*Entries*
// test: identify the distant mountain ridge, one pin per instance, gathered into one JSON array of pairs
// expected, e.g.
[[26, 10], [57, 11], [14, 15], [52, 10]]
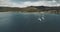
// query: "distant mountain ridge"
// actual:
[[32, 9]]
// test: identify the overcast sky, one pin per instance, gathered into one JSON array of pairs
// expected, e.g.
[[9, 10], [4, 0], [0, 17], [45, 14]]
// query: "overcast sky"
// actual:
[[24, 3]]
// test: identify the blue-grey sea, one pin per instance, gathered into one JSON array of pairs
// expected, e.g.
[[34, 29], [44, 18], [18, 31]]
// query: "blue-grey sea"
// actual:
[[29, 22]]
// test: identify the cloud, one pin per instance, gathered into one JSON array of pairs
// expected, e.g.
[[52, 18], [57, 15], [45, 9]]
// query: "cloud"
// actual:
[[8, 3]]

*Written problem*
Copy every item above, requests and all, omitting the pictures. Add 114 to each coordinate in the answers, and leave the numbers in the requests and their sample arrays unchanged.

*Solution to the problem*
// test: identify the distant mountain ridge, one pin per instance, gathered into one JSON array of pairs
// expected, e.g.
[[26, 10], [57, 11], [14, 15], [52, 10]]
// query: "distant mountain ridge"
// actual:
[[146, 123]]
// test: identify the overcast sky, one pin per instance, gathered into one JSON array of pairs
// expected, e.g.
[[9, 10], [4, 0], [0, 17], [45, 14]]
// query: "overcast sky"
// actual:
[[138, 117]]
// test: identify the blue-grey sea, one pin per instance, gathered into one JSON array of pairs
// expected, e.g.
[[34, 29], [44, 18], [18, 31]]
// query: "blue-grey sea"
// actual:
[[143, 136]]
// test: identify the cloud, one pin per instance, gathered into one JSON array of pairs
// expected, e.g.
[[52, 18], [57, 15], [45, 9]]
// query: "cloud"
// actual:
[[122, 117]]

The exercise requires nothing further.